- _Objective_: Write out, exactly as they appear, only the lines running from the line with "Indicate each instance of the background" to the final line of the listing; include both.

- _Supplied data_:
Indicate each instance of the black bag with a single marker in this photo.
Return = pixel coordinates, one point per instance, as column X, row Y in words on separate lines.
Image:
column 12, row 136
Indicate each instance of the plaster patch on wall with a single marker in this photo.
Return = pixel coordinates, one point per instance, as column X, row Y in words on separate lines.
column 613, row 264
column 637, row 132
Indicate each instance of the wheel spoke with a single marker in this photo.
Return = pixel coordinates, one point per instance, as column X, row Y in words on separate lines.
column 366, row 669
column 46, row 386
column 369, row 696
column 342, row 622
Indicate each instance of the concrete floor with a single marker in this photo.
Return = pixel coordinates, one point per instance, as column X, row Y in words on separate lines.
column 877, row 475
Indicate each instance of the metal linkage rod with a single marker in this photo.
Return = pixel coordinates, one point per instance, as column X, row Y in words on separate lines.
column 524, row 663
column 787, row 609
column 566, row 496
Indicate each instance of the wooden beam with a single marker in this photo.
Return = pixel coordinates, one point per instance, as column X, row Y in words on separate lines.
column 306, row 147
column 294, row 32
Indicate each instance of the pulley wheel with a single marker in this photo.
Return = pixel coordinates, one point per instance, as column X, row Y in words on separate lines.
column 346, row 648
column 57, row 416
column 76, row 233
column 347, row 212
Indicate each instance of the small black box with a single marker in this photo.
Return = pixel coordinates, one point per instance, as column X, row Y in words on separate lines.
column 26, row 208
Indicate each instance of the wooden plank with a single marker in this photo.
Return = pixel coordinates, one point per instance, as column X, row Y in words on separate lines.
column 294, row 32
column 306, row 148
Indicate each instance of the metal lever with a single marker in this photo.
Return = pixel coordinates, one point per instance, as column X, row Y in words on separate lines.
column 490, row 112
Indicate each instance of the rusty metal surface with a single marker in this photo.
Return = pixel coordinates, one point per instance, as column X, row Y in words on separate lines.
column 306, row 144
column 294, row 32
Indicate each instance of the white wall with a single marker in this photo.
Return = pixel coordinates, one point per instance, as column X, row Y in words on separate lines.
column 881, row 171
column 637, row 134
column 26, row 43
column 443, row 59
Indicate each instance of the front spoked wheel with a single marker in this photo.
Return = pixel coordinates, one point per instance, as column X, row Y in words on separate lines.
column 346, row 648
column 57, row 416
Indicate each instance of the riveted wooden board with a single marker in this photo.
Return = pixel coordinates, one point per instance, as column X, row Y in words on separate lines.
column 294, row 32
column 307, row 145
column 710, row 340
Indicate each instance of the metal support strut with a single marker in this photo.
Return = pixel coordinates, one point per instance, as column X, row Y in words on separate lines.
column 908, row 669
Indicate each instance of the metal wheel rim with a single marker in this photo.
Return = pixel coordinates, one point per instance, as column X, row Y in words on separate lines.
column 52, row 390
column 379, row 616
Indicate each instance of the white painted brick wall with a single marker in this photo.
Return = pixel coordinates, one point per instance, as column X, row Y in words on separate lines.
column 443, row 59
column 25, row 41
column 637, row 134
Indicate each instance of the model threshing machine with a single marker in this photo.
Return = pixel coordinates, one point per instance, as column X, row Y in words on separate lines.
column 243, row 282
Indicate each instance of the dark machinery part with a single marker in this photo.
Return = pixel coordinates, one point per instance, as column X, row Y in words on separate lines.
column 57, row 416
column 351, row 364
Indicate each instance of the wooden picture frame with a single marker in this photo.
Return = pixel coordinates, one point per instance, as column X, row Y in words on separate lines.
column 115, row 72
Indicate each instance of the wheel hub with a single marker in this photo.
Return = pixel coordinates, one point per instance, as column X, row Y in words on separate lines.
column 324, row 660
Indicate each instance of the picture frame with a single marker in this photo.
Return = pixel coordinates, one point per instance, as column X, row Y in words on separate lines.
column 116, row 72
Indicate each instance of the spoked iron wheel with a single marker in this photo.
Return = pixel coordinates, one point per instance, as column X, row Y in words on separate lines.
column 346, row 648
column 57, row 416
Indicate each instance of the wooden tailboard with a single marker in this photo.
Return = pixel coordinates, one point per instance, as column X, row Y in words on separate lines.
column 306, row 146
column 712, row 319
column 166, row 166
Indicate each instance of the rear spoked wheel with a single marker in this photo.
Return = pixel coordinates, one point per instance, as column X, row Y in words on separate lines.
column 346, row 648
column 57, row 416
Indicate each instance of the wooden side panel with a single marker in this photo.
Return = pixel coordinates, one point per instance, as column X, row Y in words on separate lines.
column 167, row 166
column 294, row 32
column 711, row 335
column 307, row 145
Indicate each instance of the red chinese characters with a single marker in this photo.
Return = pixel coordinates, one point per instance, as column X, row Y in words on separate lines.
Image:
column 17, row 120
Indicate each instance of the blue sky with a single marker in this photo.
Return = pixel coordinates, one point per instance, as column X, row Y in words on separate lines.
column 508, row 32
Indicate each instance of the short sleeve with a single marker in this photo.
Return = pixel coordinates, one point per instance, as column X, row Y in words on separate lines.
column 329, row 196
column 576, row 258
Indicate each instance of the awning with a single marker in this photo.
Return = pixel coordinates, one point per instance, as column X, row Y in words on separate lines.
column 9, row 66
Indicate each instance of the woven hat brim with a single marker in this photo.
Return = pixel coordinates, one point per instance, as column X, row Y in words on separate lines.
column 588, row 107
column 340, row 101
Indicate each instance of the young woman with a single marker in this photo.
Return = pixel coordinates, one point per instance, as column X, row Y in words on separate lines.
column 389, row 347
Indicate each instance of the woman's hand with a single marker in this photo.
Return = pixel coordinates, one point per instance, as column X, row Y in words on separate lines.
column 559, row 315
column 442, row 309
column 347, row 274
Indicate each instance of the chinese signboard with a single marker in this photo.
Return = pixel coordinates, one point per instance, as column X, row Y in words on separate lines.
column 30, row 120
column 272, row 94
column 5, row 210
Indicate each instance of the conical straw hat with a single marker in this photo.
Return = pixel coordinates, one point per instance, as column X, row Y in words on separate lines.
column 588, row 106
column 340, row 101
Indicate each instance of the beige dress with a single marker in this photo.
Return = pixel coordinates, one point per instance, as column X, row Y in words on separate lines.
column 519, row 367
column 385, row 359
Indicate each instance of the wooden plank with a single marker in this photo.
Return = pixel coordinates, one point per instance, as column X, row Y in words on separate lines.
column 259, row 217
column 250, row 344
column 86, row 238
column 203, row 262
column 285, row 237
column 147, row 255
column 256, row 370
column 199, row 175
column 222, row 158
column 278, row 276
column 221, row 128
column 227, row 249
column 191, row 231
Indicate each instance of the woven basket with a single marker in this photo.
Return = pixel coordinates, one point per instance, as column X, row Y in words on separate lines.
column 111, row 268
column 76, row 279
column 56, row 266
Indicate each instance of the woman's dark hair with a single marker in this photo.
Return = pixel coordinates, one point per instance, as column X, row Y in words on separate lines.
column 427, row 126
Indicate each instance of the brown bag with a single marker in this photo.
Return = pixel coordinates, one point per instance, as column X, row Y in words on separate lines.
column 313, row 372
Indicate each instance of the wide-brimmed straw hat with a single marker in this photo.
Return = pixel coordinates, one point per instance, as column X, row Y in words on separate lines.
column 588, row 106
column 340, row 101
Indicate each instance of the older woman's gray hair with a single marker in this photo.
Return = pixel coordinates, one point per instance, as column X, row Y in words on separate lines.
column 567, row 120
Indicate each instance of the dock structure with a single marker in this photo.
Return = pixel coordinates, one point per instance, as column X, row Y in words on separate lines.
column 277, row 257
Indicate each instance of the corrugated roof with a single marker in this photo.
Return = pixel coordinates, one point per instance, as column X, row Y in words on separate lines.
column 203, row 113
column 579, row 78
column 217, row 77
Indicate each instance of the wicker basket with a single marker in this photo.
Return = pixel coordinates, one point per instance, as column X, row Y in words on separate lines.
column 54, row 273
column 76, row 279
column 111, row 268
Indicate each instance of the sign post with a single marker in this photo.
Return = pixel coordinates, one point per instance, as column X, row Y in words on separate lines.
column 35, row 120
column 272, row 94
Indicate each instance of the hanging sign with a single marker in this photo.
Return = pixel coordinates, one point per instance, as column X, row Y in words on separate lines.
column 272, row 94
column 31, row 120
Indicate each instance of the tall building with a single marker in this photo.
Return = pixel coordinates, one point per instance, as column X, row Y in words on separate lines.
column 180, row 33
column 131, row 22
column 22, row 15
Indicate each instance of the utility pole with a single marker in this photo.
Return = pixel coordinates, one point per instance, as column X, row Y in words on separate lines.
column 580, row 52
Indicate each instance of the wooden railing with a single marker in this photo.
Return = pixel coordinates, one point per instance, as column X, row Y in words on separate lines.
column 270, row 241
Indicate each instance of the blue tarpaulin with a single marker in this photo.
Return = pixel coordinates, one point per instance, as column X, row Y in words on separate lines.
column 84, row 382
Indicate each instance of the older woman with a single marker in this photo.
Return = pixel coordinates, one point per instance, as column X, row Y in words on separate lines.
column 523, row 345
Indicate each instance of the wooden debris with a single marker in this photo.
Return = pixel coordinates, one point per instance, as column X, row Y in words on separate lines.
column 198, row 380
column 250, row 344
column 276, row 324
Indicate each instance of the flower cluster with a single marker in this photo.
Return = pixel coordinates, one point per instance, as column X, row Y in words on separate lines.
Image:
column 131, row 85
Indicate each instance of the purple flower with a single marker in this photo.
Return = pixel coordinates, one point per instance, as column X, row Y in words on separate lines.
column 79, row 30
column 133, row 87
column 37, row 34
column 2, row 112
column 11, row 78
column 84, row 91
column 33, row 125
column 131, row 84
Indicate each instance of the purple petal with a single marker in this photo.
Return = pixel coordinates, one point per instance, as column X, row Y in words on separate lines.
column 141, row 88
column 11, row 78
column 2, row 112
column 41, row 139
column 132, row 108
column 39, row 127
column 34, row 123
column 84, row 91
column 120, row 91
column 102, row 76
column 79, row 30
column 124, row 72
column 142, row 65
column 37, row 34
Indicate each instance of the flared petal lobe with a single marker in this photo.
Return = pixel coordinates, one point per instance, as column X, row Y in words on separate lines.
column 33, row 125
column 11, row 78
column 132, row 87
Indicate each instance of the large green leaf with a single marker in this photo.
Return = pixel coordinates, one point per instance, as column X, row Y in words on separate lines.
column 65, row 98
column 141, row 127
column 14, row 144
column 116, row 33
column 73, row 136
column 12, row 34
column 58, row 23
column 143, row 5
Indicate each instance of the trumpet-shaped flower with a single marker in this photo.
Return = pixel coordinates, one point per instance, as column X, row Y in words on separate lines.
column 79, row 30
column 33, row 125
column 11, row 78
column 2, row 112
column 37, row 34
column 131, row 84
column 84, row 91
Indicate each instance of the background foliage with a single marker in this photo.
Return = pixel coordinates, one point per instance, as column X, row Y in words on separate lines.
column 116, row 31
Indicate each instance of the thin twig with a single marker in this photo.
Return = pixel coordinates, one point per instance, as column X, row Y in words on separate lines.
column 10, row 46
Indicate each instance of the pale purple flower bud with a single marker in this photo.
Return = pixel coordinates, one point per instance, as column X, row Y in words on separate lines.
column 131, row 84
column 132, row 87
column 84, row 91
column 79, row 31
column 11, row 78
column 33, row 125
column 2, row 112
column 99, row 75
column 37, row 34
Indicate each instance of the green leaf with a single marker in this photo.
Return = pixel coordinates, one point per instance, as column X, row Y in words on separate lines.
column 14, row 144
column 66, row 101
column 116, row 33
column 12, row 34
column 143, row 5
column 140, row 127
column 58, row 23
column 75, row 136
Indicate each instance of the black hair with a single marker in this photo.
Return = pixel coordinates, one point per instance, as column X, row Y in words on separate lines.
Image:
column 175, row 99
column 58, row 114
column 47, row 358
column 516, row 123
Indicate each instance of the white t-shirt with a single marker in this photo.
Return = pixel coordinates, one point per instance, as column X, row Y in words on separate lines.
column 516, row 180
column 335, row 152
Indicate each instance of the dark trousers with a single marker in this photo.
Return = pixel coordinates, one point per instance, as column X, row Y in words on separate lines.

- _Right answer_:
Indicate each instance of the background foliage with a single marker in this photo.
Return = pixel coordinates, one point per instance, as column X, row Y in words on separate lines.
column 116, row 31
Indicate each instance of the thin twig with a single marker in this photo.
Return = pixel coordinates, one point per instance, as column X, row Y in words on separate lines.
column 10, row 46
Indicate each instance of the pale purple flower bud with a single marker in this photo.
Return = pixel coordinates, one point per instance, as column X, row Y in words on separate lines.
column 131, row 84
column 132, row 87
column 84, row 91
column 79, row 31
column 11, row 78
column 33, row 125
column 2, row 112
column 99, row 75
column 37, row 34
Indicate each instance of the green leaf with a single marker in this photo.
Return = pixel coordinates, one point per instance, as column X, row Y in words on separate lines.
column 14, row 144
column 66, row 101
column 116, row 33
column 12, row 34
column 143, row 5
column 140, row 127
column 58, row 23
column 75, row 136
Indicate each instance of the black hair with a single marker in this photo.
Return = pixel coordinates, one point per instance, as column X, row Y in words on separate lines.
Image:
column 175, row 99
column 58, row 114
column 47, row 358
column 516, row 123
Indicate each instance of the white t-shirt with a single marker in this photo.
Return = pixel coordinates, one point per instance, as column X, row Y in words on separate lines.
column 516, row 180
column 335, row 152
Indicate each instance of the dark trousers with a single marker in this photo.
Return = pixel coordinates, one point per instance, as column X, row Y in words on separate lines.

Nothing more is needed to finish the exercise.